- [EXERCISE]
Copy out every line from the start of the items through the line that contains "x=141, y=191", inclusive.

———

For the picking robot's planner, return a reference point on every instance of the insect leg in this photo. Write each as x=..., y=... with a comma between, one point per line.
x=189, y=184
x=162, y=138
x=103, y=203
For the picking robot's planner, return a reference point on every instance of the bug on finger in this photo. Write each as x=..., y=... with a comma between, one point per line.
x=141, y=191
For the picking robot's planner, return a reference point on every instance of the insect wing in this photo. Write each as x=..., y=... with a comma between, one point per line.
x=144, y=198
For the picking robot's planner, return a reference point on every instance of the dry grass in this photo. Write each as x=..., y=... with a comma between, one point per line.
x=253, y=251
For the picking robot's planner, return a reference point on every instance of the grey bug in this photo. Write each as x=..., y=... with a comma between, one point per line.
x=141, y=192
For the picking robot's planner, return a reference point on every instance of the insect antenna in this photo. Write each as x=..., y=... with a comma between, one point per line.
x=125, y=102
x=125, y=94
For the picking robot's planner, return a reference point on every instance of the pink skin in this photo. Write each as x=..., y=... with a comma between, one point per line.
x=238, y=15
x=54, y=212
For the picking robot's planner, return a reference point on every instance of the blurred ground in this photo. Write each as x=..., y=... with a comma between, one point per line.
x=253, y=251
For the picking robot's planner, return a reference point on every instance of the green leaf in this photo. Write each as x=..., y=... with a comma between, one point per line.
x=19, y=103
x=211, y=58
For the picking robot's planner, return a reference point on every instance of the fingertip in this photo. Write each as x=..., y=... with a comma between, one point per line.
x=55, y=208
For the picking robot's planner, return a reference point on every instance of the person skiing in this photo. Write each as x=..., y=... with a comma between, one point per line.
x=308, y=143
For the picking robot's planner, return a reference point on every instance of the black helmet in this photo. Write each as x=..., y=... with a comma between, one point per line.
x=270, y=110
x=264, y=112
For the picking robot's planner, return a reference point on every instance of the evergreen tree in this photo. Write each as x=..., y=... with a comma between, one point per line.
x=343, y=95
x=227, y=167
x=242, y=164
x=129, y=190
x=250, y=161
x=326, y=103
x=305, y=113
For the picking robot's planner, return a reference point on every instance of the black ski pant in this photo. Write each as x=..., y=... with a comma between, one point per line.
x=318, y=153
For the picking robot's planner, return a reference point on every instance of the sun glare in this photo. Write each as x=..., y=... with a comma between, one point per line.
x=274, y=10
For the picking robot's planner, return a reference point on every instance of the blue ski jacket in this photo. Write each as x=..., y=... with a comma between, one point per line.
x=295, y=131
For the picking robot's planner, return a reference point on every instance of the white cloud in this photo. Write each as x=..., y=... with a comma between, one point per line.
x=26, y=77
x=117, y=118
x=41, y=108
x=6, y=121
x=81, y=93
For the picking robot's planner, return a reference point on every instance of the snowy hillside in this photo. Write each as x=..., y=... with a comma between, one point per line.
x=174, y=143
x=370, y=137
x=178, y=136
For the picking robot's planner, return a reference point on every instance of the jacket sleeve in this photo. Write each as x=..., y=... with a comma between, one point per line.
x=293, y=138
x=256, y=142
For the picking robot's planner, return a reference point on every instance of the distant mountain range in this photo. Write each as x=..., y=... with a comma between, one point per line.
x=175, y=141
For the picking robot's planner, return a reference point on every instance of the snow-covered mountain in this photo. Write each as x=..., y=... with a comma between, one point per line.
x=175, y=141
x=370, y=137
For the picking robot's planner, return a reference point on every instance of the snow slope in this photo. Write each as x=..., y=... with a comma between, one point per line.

———

- [TASK RESPONSE]
For the picking robot's planner, return a reference point on every instance of the insect leg in this photo. Write each as x=..., y=... with a comma between, one point per line.
x=189, y=184
x=162, y=138
x=103, y=203
For the picking robot's planner, return a reference point on every instance of the bug on finger in this photo. Write each as x=..., y=... with a comma between, one point per line.
x=141, y=191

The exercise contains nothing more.